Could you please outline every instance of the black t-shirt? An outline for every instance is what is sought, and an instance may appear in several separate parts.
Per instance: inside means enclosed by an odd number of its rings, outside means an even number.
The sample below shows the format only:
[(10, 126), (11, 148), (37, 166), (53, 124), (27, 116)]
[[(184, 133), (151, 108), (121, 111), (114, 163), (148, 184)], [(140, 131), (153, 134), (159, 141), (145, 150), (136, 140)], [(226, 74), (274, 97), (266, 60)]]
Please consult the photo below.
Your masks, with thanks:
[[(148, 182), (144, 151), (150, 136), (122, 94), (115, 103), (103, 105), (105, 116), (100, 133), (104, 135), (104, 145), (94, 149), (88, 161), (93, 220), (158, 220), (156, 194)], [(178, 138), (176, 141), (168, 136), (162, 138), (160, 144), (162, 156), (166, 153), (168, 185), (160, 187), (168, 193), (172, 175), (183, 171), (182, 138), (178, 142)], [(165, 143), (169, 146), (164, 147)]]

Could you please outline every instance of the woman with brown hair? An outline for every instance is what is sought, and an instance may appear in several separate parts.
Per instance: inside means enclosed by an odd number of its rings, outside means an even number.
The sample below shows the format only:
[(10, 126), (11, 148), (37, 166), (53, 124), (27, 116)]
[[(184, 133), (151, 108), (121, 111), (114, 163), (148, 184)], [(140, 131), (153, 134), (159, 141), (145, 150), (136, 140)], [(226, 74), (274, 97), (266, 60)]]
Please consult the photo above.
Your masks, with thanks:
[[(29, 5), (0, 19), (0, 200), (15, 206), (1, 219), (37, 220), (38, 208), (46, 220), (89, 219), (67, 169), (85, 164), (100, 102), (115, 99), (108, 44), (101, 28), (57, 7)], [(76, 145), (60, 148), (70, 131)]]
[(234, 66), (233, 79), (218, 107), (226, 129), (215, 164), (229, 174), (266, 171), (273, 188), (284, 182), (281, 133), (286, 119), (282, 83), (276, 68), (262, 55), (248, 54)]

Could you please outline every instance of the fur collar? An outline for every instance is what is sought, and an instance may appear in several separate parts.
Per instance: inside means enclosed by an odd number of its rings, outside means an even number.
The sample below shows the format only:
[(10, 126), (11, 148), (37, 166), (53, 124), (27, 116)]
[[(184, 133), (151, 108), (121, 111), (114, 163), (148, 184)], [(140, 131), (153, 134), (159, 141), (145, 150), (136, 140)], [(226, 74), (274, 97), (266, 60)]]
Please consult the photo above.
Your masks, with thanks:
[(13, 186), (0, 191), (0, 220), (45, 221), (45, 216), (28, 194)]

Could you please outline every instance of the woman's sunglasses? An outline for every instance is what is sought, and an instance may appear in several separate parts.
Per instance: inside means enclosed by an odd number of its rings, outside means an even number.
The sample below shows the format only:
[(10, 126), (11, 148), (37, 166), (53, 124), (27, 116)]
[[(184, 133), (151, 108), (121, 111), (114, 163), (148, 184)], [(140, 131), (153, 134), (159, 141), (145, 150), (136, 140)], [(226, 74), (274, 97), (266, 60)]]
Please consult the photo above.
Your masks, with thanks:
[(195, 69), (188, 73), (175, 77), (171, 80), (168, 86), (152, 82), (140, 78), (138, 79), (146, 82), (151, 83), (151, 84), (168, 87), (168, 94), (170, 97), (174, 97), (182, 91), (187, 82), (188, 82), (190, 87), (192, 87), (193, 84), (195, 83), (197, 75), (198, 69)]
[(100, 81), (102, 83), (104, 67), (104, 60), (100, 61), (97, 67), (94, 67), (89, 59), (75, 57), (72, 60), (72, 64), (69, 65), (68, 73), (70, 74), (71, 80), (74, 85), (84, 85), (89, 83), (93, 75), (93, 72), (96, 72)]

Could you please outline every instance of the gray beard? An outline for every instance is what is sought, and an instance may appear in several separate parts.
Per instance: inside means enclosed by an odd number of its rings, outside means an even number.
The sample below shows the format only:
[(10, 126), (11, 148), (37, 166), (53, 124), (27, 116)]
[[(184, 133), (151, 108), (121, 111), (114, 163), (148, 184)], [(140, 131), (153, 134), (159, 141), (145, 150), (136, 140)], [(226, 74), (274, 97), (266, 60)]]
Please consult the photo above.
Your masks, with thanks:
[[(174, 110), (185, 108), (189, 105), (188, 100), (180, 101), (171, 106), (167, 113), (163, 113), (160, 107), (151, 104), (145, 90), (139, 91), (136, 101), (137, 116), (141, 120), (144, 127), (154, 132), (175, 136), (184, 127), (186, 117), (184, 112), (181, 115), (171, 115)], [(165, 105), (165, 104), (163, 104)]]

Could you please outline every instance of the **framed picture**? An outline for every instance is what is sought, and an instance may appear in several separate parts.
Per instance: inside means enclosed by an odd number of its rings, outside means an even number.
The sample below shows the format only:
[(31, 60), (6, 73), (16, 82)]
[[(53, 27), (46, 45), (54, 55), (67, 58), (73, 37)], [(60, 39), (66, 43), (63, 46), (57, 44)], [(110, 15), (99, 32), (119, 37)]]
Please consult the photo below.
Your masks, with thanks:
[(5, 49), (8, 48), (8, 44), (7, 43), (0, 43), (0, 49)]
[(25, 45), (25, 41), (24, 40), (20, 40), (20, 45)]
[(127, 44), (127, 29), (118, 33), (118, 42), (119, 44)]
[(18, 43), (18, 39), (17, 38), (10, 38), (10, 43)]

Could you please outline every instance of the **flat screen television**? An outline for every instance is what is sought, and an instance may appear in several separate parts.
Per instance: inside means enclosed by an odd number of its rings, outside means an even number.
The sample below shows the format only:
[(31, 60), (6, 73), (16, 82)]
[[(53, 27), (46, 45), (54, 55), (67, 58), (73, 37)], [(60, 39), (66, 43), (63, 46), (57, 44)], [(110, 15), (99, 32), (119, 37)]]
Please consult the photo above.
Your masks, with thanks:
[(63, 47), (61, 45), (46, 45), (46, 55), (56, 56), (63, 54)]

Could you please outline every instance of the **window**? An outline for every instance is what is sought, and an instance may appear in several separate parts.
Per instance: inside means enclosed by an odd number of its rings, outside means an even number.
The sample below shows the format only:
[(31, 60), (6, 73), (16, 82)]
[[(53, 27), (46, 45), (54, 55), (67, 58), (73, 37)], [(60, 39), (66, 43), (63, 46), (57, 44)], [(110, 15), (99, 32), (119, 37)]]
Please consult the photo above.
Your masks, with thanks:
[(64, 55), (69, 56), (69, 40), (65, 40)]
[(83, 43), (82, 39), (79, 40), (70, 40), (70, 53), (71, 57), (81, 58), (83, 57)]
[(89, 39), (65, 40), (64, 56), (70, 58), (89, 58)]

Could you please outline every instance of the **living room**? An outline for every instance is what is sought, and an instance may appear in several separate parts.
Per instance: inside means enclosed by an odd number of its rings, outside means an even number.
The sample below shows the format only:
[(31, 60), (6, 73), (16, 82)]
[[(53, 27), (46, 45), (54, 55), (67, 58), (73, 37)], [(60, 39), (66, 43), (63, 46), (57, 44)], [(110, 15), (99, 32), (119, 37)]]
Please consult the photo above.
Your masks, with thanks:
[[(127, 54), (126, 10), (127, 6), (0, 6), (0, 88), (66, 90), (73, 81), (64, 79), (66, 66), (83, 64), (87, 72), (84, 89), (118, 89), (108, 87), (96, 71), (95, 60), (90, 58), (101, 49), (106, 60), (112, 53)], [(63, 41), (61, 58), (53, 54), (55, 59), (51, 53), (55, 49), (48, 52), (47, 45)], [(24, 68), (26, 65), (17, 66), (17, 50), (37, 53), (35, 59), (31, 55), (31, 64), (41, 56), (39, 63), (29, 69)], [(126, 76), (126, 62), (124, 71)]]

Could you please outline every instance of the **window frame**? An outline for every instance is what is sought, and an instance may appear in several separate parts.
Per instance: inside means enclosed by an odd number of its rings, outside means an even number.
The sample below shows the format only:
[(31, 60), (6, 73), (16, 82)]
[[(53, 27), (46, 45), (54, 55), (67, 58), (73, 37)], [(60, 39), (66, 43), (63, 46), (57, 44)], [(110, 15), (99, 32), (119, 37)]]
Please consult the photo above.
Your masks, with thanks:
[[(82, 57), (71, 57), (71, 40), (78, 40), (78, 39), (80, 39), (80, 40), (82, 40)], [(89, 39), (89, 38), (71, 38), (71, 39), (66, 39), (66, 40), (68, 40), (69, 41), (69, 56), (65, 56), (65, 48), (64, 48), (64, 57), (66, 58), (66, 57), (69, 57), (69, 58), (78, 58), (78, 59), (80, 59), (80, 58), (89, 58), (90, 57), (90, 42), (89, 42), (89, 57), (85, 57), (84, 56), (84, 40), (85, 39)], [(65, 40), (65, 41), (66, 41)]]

******

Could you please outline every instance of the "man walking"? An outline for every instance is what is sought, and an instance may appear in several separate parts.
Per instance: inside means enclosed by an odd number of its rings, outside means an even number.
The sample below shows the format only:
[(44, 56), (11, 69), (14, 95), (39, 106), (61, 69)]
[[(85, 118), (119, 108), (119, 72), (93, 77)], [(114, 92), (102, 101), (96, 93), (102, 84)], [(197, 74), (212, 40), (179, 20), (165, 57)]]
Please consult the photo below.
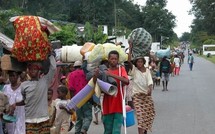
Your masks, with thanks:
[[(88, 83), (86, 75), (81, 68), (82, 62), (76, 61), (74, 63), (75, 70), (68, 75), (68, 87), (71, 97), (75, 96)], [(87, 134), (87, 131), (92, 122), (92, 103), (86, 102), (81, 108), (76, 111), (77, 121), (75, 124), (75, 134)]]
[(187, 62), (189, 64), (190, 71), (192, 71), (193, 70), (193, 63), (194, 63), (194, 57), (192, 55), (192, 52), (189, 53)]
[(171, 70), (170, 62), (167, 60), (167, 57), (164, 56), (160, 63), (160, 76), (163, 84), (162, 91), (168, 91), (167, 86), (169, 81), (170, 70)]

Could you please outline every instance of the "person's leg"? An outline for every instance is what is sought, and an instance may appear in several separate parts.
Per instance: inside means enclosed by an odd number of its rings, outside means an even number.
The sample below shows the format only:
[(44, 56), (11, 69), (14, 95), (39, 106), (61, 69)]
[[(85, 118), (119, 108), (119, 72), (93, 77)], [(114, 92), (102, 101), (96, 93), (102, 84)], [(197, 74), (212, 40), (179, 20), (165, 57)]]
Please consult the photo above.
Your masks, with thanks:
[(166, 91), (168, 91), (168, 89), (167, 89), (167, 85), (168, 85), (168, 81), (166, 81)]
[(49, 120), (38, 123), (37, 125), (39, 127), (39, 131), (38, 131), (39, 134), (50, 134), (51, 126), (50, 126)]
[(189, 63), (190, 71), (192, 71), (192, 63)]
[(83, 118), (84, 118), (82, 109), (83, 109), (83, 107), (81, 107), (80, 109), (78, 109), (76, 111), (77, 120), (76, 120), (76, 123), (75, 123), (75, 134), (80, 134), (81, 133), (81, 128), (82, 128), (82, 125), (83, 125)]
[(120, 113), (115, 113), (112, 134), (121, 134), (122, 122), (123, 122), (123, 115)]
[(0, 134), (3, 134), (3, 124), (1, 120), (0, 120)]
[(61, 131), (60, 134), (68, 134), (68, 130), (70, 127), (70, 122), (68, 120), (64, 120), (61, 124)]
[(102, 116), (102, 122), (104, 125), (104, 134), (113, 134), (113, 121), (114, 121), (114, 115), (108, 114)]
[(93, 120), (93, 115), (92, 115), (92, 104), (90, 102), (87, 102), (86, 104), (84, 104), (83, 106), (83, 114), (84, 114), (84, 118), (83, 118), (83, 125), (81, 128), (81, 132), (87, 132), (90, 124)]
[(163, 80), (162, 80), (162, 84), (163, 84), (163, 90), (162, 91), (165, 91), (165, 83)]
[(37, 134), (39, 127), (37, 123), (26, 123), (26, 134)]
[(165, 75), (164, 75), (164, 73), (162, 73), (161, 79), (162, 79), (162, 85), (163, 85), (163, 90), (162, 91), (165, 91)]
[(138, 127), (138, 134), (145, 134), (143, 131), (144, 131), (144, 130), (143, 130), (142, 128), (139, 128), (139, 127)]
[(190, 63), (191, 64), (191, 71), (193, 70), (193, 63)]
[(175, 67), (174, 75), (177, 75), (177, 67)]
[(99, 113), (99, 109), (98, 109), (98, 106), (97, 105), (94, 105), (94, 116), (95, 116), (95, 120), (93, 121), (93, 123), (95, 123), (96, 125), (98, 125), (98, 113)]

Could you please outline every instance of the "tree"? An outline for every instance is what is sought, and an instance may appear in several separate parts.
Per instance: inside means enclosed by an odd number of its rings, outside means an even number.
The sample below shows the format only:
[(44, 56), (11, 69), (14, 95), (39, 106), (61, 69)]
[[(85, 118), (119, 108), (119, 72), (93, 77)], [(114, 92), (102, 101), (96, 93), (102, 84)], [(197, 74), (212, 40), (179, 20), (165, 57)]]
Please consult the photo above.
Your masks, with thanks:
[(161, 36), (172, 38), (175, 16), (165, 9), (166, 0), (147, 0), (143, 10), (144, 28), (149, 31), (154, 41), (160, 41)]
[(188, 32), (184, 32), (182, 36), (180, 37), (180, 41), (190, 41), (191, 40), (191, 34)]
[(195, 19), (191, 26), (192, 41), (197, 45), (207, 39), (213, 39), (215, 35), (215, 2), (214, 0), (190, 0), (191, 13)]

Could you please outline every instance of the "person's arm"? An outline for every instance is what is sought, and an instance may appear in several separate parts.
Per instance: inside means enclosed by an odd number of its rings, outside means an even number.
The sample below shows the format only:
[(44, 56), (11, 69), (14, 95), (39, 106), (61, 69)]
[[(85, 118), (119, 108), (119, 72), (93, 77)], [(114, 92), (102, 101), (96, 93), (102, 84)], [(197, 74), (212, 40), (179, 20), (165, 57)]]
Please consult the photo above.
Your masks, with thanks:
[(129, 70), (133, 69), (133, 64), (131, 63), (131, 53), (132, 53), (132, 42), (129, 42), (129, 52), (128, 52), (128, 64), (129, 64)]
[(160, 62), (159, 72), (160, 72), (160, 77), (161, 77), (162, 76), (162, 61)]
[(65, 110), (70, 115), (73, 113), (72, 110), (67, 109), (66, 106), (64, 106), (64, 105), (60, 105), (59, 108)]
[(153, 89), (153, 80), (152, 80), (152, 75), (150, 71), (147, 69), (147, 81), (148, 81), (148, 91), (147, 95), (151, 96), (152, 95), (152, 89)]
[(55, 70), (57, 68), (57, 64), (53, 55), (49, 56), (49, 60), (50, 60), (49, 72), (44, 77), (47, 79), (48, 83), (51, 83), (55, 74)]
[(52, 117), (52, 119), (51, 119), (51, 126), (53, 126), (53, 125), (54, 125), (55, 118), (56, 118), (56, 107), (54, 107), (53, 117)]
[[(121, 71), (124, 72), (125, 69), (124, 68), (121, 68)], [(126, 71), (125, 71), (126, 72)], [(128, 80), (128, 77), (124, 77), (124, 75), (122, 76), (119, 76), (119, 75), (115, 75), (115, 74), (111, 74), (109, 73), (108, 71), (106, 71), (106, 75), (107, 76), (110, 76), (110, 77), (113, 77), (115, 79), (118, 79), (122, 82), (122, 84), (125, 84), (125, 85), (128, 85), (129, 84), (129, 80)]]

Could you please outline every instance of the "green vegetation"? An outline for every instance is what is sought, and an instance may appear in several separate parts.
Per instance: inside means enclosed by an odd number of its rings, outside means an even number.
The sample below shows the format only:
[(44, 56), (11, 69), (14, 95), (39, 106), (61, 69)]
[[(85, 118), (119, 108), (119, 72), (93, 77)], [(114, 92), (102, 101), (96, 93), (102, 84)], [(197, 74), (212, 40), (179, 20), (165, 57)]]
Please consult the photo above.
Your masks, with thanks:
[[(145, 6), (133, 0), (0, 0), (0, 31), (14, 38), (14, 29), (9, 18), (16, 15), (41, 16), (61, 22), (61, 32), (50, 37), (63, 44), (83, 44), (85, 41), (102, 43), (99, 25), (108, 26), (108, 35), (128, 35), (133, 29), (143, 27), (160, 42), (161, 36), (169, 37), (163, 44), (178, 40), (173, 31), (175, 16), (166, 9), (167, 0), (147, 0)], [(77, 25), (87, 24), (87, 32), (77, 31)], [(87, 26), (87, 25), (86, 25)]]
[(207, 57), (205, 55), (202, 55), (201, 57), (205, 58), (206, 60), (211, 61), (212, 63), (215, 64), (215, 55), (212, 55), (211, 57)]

******

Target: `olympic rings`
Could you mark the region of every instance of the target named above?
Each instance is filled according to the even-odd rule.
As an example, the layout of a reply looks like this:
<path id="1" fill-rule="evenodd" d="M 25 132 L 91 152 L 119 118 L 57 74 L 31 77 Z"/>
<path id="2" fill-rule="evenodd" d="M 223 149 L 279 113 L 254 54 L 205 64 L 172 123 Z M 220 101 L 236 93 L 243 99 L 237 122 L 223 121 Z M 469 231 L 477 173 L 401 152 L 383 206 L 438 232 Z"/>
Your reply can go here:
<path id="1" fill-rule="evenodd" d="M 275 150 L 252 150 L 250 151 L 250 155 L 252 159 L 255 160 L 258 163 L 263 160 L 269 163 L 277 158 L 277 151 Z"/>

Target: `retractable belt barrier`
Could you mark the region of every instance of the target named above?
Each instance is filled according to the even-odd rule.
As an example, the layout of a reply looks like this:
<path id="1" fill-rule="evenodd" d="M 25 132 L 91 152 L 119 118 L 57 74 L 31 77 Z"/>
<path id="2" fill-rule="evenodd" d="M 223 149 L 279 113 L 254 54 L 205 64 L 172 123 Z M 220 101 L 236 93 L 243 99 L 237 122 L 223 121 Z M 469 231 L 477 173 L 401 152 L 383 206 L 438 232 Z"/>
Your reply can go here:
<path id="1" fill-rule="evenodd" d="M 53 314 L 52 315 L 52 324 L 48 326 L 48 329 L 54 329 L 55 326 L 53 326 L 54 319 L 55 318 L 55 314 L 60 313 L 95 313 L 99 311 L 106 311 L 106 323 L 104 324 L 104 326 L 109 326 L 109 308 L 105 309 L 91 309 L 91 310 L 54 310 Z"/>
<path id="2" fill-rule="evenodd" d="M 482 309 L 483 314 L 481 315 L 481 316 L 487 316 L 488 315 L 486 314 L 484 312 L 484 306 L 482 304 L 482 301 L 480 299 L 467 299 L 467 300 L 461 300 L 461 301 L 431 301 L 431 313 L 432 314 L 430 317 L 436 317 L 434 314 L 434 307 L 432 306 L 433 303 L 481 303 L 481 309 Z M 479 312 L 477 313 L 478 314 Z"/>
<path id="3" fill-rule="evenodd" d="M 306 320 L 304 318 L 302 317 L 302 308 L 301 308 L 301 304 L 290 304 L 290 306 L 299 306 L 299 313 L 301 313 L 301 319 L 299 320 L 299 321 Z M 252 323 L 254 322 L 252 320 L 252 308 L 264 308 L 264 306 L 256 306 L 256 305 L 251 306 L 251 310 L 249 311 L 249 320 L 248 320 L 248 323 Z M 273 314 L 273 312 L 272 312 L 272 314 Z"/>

******

## Description of the task
Rescale the material from the line that has "Could you please outline every instance of the **window**?" through the line that has "62), (124, 71)]]", reproducing every line in that span, requests included, with each coordinate in the answers multiplied by 1.65 and rounded to a whole number, halves up. Keep the numbers in the requests and their format samples as they are.

## Worked solution
Could you please outline every instance of the **window**? An outline for every instance is what is sought, and an instance may appear in several separate parts.
Per instance: inside means enclosed by an odd number of its rings, outside means an even number.
The sample below shows the format only:
[(31, 60), (6, 73), (16, 82)]
[[(53, 27), (46, 45), (54, 55), (67, 58), (73, 37)], [(60, 39), (66, 43), (63, 46), (57, 44)], [(110, 15), (99, 32), (119, 37)]]
Please consult the photo above.
Your masks, with thanks:
[(106, 91), (114, 92), (114, 66), (107, 66)]
[(137, 71), (135, 64), (130, 66), (116, 66), (116, 87), (117, 94), (134, 96), (137, 94)]
[(147, 64), (107, 66), (106, 92), (116, 96), (147, 96)]

Could you please outline every instance of the **living room**? An outline for every instance is what is sought, and an instance may appear in several separate parts.
Per instance: inside means enclosed by an odd number of its rings, outside means an even number.
The sample below shows the format only:
[(31, 60), (6, 73), (16, 82)]
[[(53, 27), (46, 45), (54, 55), (67, 58), (73, 37)], [(60, 39), (66, 43), (63, 46), (57, 44)], [(110, 15), (99, 32), (119, 37)]]
Please consult the photo above.
Your masks, with thanks:
[[(210, 89), (208, 17), (210, 10), (0, 10), (0, 145), (109, 149), (120, 134), (106, 130), (109, 109), (137, 106), (144, 119), (139, 147), (195, 147), (178, 144), (158, 117), (157, 99), (149, 96), (167, 81), (175, 99), (185, 87)], [(104, 68), (101, 96), (87, 89), (91, 97), (84, 87), (91, 81), (79, 86), (78, 74)], [(40, 112), (43, 107), (28, 109), (28, 83), (61, 87), (58, 97), (51, 91), (51, 106), (68, 92), (64, 104), (48, 114)], [(208, 125), (208, 102), (205, 117)]]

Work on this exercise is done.